Every record below should be printed exactly as given.

#### [THE RECORDS]
**********
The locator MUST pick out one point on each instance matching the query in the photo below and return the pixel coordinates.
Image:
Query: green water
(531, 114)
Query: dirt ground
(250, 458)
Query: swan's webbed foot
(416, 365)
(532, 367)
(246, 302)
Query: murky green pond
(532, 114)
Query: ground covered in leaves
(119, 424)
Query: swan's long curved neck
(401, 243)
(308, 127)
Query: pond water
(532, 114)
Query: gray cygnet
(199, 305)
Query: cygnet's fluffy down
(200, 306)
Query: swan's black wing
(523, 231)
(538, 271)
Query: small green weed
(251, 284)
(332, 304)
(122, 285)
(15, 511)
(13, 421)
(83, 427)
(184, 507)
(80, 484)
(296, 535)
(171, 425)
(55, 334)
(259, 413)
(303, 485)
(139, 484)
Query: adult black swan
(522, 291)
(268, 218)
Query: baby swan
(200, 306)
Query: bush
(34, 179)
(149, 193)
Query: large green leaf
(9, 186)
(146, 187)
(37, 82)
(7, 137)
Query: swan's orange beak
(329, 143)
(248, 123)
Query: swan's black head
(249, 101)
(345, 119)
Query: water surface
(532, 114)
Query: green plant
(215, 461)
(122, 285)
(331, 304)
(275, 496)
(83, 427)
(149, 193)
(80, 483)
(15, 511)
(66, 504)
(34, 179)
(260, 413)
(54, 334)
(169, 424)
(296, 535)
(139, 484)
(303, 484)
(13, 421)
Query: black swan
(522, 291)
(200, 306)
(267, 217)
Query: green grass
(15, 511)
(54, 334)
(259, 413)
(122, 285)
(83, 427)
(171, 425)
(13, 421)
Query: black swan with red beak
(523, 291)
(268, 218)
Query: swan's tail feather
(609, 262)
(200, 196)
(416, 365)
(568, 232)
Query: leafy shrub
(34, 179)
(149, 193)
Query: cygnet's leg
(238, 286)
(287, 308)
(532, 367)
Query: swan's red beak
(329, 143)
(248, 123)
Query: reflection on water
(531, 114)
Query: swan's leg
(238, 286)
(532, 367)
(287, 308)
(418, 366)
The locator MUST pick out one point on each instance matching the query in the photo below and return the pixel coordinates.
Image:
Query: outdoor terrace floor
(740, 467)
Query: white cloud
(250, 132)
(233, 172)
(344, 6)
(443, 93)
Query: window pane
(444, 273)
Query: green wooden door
**********
#### [TASK RESPONSE]
The locator MUST pick out one point on each instance matching the query in the photo below and return the pixel coordinates.
Image:
Query: green water
(531, 114)
Query: dirt ground
(250, 458)
Query: swan's webbed foot
(416, 365)
(532, 367)
(246, 302)
Query: murky green pond
(532, 114)
Query: ground covered in leaves
(119, 424)
Query: swan's long curved neck
(401, 243)
(308, 127)
Query: pond water
(532, 114)
Query: gray cygnet
(199, 305)
Query: cygnet's fluffy down
(200, 306)
Query: swan's black wing
(523, 231)
(538, 271)
Query: small green weed
(251, 284)
(332, 304)
(122, 285)
(15, 511)
(13, 421)
(83, 427)
(184, 507)
(80, 484)
(296, 535)
(171, 425)
(55, 334)
(259, 413)
(303, 485)
(139, 484)
Query: adult black swan
(522, 291)
(268, 218)
Query: baby swan
(200, 306)
Query: bush
(34, 179)
(149, 193)
Query: large green leaf
(9, 186)
(146, 187)
(37, 82)
(7, 137)
Query: swan's orange beak
(329, 143)
(248, 123)
Query: swan's black head
(249, 101)
(345, 119)
Query: water surface
(532, 114)
Query: green plant
(215, 461)
(122, 285)
(331, 304)
(275, 496)
(83, 427)
(149, 193)
(80, 483)
(15, 511)
(66, 504)
(34, 179)
(260, 413)
(54, 334)
(169, 424)
(296, 535)
(139, 484)
(303, 484)
(13, 421)
Query: black swan
(522, 291)
(200, 306)
(267, 217)
Query: green grass
(15, 511)
(54, 334)
(259, 413)
(122, 285)
(83, 427)
(171, 425)
(13, 421)
Query: black swan with red beak
(523, 291)
(268, 218)
Query: swan's tail feather
(609, 262)
(200, 196)
(416, 365)
(568, 232)
Query: leafy shrub
(34, 179)
(149, 193)
Query: cygnet's leg
(238, 286)
(287, 308)
(532, 367)
Query: swan's red beak
(329, 143)
(248, 123)
Query: reflection on water
(531, 114)
Query: swan's leg
(238, 286)
(532, 367)
(287, 308)
(418, 366)
The locator MUST pick out one point on each instance matching the query in the photo below and return the pixel coordinates.
Image:
Query: outdoor terrace floor
(740, 467)
Query: white cloud
(250, 132)
(233, 172)
(344, 6)
(443, 93)
Query: window pane
(444, 273)
Query: green wooden door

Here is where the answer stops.